#### Records to use ####

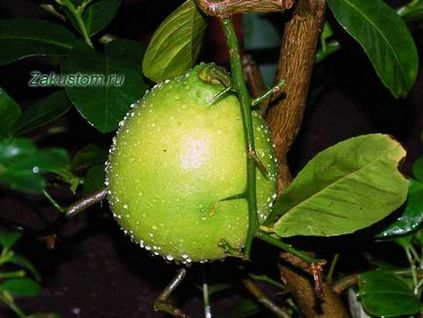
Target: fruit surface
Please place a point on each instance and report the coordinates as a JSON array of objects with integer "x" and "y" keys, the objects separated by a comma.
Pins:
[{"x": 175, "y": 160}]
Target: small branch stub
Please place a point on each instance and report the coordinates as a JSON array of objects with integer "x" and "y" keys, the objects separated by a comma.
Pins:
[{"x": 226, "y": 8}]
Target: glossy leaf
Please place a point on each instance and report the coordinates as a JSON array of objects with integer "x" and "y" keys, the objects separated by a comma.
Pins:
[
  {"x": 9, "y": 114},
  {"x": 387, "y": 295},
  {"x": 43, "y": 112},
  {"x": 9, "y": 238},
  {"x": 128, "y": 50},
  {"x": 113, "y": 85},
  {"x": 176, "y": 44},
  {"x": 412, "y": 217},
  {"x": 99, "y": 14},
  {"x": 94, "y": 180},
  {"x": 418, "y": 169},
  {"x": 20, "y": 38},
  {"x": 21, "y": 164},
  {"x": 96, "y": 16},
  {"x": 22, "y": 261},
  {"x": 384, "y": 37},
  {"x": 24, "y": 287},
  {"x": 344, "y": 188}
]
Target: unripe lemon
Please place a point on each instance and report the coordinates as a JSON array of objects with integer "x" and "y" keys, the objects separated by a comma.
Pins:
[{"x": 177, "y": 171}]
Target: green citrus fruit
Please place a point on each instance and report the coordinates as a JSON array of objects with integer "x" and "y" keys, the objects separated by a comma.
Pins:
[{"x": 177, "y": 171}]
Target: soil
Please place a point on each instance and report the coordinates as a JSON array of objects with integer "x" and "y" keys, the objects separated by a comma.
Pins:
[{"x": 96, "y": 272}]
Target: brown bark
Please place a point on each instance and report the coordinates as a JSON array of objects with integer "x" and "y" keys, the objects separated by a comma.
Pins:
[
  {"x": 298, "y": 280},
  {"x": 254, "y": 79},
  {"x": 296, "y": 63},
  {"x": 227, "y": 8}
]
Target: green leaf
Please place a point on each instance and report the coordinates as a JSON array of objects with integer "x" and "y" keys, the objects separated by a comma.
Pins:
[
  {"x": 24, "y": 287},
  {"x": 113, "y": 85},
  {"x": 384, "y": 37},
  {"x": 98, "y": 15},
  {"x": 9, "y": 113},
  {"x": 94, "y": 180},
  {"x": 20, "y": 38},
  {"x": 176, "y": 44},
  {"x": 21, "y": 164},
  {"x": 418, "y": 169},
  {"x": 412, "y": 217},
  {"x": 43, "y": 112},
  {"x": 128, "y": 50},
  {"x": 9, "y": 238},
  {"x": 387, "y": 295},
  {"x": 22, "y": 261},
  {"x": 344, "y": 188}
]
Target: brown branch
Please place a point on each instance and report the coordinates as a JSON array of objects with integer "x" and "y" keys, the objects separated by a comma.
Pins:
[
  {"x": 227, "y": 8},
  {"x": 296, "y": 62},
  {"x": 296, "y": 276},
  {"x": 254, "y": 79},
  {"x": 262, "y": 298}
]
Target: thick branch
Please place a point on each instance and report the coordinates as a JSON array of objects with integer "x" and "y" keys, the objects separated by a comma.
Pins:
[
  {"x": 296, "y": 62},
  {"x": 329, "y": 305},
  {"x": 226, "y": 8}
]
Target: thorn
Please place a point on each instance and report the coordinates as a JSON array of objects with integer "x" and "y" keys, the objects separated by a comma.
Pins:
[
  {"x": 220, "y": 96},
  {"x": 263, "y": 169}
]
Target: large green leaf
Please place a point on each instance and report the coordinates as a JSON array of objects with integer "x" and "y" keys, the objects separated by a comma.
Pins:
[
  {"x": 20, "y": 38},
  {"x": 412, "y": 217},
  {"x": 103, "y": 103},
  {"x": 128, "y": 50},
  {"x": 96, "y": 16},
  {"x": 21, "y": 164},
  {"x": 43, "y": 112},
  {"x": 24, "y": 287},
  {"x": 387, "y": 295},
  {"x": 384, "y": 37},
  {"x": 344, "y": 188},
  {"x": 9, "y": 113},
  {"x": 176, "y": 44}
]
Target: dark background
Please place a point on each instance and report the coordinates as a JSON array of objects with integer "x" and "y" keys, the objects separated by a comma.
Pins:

####
#### Records to use ####

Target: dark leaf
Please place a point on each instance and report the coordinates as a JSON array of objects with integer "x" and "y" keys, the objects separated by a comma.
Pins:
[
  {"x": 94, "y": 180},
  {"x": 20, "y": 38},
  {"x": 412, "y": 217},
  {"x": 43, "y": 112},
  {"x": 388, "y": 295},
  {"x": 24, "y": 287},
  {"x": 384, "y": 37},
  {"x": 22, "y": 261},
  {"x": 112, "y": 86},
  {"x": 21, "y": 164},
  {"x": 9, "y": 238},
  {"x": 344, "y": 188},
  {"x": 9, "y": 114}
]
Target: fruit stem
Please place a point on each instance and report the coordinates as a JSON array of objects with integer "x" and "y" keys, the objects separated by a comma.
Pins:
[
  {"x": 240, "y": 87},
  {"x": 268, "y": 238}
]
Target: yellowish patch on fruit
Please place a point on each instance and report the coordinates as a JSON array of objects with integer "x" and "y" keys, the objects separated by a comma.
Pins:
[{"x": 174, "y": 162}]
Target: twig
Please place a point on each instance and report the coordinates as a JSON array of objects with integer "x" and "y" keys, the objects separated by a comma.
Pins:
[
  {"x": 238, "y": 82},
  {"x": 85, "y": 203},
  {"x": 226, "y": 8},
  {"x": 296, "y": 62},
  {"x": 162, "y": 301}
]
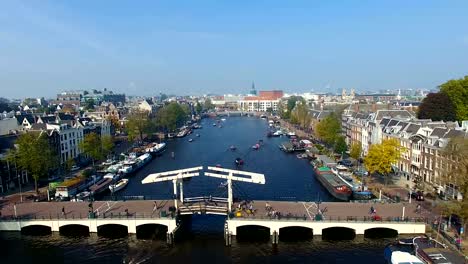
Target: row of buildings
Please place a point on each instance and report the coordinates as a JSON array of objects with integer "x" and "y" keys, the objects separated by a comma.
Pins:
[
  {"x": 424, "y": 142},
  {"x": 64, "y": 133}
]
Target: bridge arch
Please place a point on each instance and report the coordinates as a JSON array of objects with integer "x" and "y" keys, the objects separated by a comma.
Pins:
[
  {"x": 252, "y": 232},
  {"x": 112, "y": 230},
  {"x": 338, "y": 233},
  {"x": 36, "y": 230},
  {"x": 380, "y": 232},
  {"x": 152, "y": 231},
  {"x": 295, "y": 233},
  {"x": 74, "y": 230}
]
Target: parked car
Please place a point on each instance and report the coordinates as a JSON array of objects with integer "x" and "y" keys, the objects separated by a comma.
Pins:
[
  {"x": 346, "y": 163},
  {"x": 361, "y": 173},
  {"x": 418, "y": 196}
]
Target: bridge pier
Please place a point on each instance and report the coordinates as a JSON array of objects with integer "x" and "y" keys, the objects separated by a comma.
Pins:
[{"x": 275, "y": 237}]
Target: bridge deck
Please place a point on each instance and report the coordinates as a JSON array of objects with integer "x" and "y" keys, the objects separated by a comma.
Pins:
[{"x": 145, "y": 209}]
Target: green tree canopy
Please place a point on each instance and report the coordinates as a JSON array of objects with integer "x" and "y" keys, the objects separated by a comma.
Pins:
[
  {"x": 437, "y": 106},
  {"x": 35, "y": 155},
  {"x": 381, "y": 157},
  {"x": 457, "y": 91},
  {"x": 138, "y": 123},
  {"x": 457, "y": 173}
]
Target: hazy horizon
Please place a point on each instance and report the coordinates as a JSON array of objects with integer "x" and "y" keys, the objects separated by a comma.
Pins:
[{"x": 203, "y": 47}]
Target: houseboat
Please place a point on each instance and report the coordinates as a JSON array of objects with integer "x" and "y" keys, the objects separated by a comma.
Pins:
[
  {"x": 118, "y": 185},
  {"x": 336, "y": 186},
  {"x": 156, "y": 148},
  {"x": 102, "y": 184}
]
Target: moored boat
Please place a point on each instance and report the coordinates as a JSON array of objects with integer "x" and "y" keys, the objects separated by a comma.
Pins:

####
#### Records to use ####

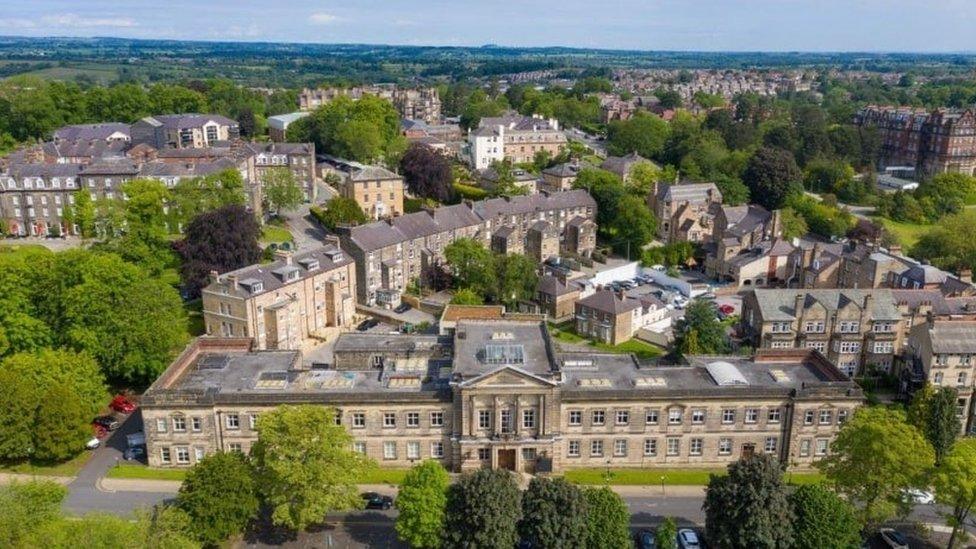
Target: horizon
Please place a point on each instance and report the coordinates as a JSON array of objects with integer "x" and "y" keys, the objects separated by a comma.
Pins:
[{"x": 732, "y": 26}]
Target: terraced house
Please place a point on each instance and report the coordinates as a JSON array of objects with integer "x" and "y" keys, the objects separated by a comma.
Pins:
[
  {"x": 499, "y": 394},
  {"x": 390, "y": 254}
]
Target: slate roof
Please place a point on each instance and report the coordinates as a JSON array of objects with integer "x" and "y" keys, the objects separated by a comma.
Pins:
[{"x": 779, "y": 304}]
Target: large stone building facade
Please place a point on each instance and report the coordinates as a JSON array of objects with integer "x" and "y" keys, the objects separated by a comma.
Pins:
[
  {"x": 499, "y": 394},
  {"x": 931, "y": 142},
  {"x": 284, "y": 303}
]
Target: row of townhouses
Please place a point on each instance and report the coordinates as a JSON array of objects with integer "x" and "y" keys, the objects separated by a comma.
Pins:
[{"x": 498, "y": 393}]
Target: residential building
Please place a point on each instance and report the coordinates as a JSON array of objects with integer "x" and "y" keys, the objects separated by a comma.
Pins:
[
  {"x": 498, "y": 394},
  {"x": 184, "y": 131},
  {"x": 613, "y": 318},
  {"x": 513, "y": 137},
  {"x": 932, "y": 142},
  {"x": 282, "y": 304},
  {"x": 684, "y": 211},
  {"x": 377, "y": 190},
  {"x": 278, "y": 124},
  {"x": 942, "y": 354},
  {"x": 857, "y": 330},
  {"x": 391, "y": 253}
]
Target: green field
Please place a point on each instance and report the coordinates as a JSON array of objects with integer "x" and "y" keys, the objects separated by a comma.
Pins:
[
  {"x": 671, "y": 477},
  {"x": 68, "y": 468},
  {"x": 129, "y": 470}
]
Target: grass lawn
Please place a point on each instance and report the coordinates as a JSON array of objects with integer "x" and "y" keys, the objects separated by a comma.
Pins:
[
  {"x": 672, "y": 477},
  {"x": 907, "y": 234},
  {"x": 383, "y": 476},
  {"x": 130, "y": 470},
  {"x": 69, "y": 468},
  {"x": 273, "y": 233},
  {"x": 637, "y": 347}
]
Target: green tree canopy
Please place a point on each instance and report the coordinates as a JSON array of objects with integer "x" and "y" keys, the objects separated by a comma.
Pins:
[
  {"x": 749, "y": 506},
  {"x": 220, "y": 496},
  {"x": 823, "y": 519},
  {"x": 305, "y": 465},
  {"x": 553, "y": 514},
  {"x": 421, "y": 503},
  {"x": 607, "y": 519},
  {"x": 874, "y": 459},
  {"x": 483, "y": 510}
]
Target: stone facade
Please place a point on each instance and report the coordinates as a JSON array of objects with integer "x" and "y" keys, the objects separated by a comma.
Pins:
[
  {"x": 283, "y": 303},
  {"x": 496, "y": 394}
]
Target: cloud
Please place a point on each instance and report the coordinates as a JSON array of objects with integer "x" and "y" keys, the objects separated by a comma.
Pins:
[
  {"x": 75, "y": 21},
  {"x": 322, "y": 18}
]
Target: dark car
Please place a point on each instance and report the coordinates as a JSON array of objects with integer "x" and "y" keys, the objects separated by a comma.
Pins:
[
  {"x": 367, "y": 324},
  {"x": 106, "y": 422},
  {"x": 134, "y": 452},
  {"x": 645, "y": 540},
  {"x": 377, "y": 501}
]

####

Count the lines in the rows above that contain the string "brown", treating uppercase and lowercase as different, and reply with only the number.

2